Input records
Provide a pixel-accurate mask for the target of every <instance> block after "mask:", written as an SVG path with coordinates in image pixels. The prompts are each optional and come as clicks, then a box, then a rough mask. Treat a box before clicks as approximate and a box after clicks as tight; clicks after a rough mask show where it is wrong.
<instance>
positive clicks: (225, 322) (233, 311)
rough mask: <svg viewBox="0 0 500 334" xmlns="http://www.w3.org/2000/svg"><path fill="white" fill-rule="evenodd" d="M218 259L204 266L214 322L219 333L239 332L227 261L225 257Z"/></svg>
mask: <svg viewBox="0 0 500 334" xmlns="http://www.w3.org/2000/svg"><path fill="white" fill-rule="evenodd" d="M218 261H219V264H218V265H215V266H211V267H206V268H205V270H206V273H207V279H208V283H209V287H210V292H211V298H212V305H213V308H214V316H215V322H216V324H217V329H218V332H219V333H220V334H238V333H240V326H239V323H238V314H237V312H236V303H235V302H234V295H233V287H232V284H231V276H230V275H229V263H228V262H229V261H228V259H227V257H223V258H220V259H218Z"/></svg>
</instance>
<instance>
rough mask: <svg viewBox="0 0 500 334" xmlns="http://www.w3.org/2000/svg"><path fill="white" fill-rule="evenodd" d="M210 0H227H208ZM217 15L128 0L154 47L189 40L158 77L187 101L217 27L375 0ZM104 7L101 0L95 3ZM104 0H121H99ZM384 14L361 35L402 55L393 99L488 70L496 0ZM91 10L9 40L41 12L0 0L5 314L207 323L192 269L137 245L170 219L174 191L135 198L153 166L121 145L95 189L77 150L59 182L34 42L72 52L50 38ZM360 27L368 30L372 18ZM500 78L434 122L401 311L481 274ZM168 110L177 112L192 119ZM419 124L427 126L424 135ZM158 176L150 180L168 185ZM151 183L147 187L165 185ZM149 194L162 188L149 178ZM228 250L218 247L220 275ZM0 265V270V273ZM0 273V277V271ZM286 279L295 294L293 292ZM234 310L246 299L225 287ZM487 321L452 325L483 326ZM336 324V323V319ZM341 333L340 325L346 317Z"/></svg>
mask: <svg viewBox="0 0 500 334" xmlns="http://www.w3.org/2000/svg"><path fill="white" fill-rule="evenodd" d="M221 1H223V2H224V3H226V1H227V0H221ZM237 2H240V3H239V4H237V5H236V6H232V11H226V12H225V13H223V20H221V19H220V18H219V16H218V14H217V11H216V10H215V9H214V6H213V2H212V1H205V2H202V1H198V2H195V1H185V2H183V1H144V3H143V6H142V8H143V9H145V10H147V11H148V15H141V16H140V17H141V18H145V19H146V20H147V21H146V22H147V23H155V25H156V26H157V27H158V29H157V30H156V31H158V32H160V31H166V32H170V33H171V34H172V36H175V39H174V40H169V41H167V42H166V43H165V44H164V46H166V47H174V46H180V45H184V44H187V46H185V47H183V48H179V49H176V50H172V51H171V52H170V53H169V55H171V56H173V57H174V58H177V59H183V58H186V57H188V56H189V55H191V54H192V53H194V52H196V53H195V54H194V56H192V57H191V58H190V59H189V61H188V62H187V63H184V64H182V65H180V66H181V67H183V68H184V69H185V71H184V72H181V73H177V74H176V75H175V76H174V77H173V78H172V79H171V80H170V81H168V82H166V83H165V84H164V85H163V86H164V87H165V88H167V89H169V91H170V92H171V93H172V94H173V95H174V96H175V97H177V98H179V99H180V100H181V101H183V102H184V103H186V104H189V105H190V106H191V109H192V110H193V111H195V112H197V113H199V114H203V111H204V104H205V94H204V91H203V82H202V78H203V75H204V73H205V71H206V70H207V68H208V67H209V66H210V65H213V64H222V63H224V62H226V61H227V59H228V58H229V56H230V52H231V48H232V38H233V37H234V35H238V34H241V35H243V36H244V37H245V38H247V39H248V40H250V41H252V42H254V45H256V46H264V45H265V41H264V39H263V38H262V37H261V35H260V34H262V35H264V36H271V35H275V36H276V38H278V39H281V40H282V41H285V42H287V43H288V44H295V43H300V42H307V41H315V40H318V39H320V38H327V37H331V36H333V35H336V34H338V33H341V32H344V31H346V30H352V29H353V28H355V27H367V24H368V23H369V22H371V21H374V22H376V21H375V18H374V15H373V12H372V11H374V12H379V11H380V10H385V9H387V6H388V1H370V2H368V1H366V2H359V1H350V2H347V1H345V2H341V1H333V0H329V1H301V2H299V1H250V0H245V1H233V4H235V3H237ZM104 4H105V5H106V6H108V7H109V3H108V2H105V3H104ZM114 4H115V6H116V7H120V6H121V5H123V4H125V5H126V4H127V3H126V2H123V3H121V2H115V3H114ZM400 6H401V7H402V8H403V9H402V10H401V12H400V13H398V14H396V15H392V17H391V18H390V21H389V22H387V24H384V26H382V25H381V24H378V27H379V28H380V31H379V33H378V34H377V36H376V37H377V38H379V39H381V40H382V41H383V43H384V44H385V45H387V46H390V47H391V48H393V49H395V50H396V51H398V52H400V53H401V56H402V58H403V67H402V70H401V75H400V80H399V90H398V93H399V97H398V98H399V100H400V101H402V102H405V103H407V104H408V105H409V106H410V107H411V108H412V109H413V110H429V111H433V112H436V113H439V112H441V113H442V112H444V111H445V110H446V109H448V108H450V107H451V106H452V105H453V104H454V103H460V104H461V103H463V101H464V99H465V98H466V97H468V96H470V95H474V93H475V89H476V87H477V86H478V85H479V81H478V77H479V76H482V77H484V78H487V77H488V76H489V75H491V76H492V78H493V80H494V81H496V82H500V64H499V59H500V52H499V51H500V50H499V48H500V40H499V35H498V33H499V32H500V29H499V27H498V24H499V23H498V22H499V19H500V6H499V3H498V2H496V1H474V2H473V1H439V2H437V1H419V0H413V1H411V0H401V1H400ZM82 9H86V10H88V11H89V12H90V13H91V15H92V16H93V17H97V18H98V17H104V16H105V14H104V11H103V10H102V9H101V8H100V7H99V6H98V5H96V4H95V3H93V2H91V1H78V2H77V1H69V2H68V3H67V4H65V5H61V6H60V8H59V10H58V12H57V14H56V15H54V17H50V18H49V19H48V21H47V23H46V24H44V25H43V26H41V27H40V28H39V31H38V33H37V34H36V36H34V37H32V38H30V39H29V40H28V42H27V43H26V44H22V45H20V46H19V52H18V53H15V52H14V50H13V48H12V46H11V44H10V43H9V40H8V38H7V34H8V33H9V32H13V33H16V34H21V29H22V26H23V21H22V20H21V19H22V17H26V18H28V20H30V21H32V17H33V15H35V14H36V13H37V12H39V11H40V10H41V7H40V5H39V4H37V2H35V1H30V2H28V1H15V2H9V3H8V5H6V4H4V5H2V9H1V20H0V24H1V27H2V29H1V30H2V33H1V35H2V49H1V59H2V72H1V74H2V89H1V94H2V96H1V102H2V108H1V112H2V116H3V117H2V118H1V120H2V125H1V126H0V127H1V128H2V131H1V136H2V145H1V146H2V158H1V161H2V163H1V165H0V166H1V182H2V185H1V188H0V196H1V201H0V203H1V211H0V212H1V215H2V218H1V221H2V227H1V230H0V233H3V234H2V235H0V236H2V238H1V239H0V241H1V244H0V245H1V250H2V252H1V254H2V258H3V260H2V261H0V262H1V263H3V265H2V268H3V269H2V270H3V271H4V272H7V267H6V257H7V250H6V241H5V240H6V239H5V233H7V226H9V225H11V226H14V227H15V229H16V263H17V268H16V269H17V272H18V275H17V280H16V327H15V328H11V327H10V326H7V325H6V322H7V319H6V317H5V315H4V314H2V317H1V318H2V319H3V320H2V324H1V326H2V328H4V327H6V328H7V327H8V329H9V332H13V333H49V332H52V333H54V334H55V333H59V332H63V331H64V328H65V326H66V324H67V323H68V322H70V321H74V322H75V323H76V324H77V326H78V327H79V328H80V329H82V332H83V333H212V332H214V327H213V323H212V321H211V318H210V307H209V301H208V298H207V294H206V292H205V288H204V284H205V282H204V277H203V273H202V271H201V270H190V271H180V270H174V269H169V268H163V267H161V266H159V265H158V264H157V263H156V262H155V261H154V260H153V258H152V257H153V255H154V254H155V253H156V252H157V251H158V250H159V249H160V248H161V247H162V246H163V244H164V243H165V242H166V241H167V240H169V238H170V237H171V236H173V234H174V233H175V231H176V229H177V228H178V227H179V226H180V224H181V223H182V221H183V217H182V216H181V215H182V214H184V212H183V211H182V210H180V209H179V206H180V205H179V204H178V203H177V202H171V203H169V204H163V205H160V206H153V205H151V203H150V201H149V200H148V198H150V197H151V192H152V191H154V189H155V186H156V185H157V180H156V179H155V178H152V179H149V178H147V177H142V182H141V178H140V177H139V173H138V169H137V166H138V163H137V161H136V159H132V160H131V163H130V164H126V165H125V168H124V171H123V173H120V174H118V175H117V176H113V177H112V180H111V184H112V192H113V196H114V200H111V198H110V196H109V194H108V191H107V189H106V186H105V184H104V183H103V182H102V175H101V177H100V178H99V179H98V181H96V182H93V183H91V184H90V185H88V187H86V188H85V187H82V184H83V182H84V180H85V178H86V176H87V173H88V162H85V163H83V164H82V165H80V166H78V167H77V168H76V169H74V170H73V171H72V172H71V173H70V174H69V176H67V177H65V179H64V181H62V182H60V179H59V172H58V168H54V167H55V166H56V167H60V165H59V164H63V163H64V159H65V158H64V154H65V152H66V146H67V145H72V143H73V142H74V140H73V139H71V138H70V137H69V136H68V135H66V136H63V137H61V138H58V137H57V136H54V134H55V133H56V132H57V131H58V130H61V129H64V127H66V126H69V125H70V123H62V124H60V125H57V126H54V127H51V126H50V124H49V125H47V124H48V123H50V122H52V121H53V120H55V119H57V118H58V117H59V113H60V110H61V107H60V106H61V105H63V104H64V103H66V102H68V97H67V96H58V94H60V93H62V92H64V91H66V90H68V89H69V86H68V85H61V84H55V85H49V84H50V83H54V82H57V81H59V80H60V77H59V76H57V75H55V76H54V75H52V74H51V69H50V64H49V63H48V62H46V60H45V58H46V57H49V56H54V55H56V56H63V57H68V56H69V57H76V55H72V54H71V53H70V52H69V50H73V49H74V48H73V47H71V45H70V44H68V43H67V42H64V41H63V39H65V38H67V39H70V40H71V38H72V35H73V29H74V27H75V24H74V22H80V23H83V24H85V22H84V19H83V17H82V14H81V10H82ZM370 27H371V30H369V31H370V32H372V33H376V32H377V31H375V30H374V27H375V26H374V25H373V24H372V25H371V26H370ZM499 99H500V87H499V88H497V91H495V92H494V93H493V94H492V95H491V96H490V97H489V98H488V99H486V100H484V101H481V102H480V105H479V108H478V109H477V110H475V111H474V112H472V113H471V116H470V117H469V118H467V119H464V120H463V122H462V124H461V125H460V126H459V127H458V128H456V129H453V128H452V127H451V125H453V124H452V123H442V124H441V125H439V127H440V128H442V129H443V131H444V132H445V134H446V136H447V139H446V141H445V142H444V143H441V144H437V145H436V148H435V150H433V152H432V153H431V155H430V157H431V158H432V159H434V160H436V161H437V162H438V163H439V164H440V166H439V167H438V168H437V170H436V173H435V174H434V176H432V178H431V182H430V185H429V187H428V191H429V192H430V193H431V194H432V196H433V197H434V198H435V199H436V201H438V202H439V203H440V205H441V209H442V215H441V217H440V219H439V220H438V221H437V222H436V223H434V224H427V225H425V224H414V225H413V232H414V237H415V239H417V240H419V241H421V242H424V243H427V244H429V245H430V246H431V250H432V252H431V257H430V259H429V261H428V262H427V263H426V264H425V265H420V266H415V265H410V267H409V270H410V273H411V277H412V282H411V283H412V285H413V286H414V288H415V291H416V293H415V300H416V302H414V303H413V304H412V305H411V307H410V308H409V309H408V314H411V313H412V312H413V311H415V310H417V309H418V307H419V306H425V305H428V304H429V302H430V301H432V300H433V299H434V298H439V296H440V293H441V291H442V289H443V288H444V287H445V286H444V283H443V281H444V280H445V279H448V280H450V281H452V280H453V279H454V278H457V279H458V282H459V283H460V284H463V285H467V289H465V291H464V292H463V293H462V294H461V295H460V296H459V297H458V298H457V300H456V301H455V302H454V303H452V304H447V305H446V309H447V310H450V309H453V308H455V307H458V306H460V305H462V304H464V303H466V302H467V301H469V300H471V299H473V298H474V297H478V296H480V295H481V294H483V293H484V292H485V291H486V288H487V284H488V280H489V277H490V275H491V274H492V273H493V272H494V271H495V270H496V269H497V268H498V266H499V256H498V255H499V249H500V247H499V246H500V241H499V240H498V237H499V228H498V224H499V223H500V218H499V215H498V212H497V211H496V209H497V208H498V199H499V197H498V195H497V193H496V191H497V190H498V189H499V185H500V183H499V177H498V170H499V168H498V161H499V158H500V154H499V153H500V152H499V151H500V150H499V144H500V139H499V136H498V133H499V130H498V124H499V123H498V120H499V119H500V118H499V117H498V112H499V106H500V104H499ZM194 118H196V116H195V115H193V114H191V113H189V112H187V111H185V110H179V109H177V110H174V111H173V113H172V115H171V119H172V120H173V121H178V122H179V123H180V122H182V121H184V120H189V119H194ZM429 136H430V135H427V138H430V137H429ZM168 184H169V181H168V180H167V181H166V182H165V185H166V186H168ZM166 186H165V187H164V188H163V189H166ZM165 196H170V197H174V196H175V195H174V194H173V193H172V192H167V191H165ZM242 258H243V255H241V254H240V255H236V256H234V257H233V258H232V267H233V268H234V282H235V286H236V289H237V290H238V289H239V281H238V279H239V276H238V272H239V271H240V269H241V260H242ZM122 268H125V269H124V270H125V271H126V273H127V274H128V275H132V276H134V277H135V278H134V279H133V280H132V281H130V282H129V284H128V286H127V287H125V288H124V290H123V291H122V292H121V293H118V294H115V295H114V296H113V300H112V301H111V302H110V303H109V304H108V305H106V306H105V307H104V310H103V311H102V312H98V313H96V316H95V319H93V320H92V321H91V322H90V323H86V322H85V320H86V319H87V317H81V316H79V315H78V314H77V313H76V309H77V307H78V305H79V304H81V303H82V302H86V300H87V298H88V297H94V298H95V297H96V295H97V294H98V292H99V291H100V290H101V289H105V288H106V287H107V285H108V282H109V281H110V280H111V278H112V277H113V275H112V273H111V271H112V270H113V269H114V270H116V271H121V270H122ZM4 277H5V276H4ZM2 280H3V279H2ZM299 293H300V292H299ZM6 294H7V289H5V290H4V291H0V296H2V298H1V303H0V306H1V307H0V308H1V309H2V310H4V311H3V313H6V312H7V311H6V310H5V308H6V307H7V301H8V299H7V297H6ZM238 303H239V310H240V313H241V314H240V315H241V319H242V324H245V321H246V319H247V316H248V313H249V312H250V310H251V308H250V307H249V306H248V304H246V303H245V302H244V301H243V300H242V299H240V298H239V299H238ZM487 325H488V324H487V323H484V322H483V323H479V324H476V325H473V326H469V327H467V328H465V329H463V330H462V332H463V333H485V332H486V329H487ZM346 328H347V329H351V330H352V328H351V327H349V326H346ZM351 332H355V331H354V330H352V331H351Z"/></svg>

Problem details
Scan the listing above, and wherever a line holds the word "clicks", copy it.

Output below
Provide a pixel-accurate mask for the target of every <instance> block after "mask:", written as an SVG path with coordinates in image pixels. The prompts are each optional and come as clicks, then a box, then a rough mask. Treat a box before clicks as approximate and a box after clicks as tight; clicks after a rough mask show where it is wrong.
positive clicks: (225, 322) (233, 311)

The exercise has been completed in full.